■ What is expected ■
Filter the records and copy out each line that contains the string "gear".

■ Material for this task ■
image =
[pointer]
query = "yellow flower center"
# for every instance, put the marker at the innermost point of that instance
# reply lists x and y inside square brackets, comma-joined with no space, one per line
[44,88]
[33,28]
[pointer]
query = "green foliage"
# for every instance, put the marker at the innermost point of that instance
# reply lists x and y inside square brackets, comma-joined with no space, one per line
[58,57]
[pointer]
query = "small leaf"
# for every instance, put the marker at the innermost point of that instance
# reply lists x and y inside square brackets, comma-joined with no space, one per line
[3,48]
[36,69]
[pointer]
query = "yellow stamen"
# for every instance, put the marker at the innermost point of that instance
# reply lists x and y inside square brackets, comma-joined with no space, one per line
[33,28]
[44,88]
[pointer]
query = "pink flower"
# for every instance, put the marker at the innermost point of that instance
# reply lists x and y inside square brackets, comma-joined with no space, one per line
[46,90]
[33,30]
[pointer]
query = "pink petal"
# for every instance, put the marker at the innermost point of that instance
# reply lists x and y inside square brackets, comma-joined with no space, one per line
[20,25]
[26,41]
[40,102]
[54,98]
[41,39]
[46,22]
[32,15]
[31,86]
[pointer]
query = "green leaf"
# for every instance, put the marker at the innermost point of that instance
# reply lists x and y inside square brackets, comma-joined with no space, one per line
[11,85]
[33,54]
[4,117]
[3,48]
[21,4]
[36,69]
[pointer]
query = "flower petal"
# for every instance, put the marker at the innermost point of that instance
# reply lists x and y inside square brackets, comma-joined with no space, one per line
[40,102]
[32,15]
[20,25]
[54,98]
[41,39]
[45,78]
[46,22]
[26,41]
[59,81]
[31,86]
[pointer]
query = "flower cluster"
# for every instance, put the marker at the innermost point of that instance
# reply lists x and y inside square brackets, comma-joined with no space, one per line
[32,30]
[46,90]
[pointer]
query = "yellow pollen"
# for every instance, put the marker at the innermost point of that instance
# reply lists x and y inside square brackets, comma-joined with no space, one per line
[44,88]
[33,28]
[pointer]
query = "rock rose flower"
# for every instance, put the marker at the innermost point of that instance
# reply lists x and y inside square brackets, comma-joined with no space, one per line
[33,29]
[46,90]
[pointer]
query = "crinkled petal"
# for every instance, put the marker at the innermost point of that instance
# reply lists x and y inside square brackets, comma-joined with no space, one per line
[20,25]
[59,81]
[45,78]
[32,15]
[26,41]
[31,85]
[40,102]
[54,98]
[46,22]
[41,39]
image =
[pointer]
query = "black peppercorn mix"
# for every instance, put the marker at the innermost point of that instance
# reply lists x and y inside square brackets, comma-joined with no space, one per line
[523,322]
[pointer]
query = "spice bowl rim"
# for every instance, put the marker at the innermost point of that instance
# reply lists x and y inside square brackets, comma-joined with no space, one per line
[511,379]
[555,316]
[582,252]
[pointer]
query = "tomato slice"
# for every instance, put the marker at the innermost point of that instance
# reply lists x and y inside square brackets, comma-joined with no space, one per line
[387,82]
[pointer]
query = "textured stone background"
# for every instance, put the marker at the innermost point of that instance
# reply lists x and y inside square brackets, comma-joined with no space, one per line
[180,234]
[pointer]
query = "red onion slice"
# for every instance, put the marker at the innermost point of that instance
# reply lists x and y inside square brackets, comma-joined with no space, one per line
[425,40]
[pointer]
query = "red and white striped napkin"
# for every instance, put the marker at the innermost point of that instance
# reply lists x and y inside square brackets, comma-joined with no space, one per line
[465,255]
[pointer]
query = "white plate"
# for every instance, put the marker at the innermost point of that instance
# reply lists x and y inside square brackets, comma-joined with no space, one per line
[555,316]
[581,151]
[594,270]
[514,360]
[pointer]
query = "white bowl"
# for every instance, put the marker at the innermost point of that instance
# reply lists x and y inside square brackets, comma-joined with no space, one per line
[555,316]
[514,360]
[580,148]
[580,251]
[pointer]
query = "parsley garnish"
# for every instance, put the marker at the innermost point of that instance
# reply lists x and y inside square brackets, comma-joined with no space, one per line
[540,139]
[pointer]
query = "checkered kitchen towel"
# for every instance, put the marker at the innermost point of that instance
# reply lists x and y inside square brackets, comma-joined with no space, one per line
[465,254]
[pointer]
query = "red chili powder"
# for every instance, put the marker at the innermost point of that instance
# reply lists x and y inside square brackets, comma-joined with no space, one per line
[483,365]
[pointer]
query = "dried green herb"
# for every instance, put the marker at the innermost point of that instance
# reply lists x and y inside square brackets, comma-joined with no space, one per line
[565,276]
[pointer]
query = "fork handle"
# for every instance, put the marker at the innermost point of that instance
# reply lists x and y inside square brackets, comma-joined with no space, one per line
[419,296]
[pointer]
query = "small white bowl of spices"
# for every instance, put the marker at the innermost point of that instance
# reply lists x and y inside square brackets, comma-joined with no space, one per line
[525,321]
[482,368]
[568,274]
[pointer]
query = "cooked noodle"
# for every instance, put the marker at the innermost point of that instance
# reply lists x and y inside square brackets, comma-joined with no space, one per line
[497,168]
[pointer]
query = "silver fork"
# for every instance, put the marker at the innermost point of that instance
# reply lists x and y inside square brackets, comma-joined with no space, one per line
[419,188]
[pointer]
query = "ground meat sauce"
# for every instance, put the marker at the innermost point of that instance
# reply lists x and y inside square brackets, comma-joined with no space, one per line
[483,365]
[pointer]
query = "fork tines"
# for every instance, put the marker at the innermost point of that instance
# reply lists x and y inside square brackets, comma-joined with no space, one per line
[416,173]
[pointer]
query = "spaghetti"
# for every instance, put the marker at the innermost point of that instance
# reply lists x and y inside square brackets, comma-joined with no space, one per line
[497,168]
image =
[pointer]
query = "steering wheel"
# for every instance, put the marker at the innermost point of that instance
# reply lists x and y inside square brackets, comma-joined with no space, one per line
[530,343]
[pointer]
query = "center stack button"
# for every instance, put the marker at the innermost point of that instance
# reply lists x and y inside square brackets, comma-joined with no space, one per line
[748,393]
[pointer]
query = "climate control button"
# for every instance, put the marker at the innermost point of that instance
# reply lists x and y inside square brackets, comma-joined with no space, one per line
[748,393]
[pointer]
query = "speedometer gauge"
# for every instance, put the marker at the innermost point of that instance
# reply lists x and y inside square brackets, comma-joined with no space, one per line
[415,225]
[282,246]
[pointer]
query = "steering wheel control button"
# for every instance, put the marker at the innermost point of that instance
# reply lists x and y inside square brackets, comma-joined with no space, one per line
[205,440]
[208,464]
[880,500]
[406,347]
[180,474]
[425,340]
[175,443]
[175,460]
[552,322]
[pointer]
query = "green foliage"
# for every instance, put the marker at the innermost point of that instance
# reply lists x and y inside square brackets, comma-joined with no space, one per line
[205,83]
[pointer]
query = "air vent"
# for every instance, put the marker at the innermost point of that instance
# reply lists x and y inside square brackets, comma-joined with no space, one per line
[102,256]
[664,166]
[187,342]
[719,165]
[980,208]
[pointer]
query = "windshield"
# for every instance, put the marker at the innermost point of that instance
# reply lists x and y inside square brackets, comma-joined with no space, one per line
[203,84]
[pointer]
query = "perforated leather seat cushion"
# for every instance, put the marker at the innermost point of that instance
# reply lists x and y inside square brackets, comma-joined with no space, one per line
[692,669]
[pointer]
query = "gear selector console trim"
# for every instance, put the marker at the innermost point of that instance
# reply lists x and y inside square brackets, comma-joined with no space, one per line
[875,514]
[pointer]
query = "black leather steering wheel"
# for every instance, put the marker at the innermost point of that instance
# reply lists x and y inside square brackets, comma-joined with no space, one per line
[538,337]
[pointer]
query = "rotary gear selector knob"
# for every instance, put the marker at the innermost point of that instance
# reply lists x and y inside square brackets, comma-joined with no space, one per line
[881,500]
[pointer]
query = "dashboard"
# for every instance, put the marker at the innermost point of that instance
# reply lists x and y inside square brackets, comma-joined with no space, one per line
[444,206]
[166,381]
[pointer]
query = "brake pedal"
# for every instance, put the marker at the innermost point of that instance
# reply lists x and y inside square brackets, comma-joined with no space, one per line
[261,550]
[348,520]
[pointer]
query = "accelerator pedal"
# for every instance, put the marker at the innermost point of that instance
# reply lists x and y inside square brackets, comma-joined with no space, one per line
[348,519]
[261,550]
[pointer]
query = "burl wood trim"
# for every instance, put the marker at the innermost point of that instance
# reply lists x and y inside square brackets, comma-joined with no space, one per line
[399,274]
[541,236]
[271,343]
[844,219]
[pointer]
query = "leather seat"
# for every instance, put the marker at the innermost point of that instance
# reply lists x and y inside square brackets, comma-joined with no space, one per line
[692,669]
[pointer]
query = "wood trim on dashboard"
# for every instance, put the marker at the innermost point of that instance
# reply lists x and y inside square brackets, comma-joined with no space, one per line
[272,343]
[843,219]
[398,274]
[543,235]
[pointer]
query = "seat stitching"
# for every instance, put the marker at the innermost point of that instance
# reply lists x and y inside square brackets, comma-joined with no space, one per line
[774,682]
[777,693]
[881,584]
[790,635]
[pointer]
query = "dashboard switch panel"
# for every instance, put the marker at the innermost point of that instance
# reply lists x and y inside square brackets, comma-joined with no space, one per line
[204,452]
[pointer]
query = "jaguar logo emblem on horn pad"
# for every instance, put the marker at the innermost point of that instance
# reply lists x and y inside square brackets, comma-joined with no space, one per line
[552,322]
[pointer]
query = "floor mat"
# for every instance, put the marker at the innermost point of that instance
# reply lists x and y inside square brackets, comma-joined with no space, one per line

■ Exercise answer ■
query = "gear selector console trim"
query = "rotary gear selector knob"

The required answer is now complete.